(The tasks):
• A. Translate this sentence from the forum thread on Canon focus distance into Spanish: "It was suggested that the upper and lower focus distances reported by canon DSLRs in the exif correspond to the boundaries of a fixed number of focus range steps."
• B. In the forum thread on Canon focus distance, how many distance steps was the EF-S 17-55mm lens said to have?
• C. In the forum thread on Canon focus distance, why did the person replying work out the focus values for the EF-S17-55 by tryout? Answer in one to three sentences.

:: Quoted passage ::

Hi all. I am a new member here and hoping you guys could help me out with some information that I need.

This is with reference to the discussion in following thread, about focus distance in canon exif:

https://exiftool.org/forum/index.php?topic=2934.0

It was suggested that the upper and lower focus distances reported by canon DSLRs in the exif correspond to the boundaries of a fixed number of focus range steps. And also that the number of these steps changes with each lens. For example someone in that thread suggested that the EF-S 17-55mm lens has 28 distance steps and other lenses might have as low as 10 or less steps. I am wondering if there is a resource which can help me find the count and boundaries of these steps for a given lens. For example the following link has some data but it is very sketchy:

http://magiclantern.wikia.com/wiki/Focus_distance

Will appreciate any help in this regard

BogdanH

Hi,

I have never seen a focus range/steps reference. I.e., I've got those values for EF-S17-55 by tryout, because I needed them to check something.

:::
:: Material supplied ::

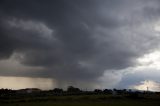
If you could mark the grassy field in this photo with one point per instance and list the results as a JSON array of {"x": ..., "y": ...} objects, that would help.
[{"x": 92, "y": 100}]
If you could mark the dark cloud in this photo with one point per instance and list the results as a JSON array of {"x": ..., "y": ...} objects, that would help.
[{"x": 71, "y": 39}]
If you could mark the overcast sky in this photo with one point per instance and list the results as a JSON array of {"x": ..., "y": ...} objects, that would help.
[{"x": 84, "y": 43}]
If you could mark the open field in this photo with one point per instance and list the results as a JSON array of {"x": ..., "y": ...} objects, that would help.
[{"x": 85, "y": 100}]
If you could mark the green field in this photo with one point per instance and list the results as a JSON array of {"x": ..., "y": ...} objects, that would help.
[{"x": 92, "y": 100}]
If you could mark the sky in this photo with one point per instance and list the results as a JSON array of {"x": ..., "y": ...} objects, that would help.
[{"x": 84, "y": 43}]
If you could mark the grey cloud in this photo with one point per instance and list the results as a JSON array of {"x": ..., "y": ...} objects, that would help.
[{"x": 90, "y": 36}]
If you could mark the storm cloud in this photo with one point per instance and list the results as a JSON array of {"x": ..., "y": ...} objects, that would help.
[{"x": 75, "y": 40}]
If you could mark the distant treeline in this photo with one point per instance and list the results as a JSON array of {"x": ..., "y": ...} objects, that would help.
[{"x": 74, "y": 91}]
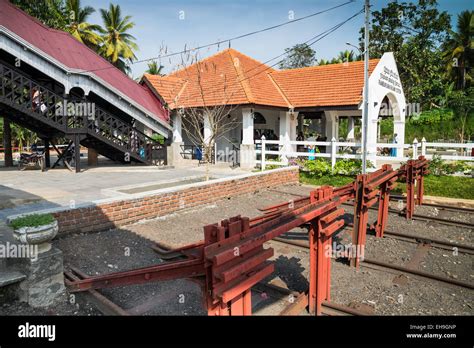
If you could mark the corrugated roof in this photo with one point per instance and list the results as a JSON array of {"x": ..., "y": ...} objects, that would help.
[
  {"x": 248, "y": 81},
  {"x": 67, "y": 50}
]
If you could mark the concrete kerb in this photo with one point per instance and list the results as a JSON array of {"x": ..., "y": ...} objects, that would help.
[{"x": 130, "y": 197}]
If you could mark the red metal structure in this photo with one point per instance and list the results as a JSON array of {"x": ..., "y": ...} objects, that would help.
[{"x": 232, "y": 258}]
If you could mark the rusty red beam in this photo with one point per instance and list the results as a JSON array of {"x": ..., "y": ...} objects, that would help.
[{"x": 166, "y": 271}]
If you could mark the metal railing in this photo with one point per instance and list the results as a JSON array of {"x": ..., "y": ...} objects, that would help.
[
  {"x": 28, "y": 96},
  {"x": 283, "y": 151}
]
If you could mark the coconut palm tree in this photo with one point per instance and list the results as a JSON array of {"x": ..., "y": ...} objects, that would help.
[
  {"x": 78, "y": 26},
  {"x": 50, "y": 12},
  {"x": 118, "y": 45},
  {"x": 459, "y": 50},
  {"x": 154, "y": 68},
  {"x": 345, "y": 56}
]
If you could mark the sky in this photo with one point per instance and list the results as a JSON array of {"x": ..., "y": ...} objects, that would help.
[{"x": 170, "y": 26}]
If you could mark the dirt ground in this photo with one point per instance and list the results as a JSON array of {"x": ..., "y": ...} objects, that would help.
[{"x": 378, "y": 291}]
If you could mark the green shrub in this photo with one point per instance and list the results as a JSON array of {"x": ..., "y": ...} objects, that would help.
[
  {"x": 158, "y": 138},
  {"x": 322, "y": 166},
  {"x": 318, "y": 167},
  {"x": 439, "y": 167},
  {"x": 33, "y": 220}
]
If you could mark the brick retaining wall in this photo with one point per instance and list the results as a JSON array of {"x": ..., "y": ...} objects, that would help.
[{"x": 107, "y": 214}]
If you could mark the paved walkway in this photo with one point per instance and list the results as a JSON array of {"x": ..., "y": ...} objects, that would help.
[{"x": 33, "y": 190}]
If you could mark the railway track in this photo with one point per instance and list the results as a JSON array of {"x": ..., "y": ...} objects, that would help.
[
  {"x": 416, "y": 216},
  {"x": 298, "y": 305},
  {"x": 384, "y": 265}
]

:::

(The replies):
• A. Se sugirió que las distancias de enfoque superior e inferior que registran las DSLR de Canon en los datos EXIF corresponden a los límites de un número fijo de pasos del rango de enfoque.

• B. 28 distance steps.

• C. They had never seen any reference listing focus ranges or steps. They needed those values to check something, so they found them by trying it out themselves.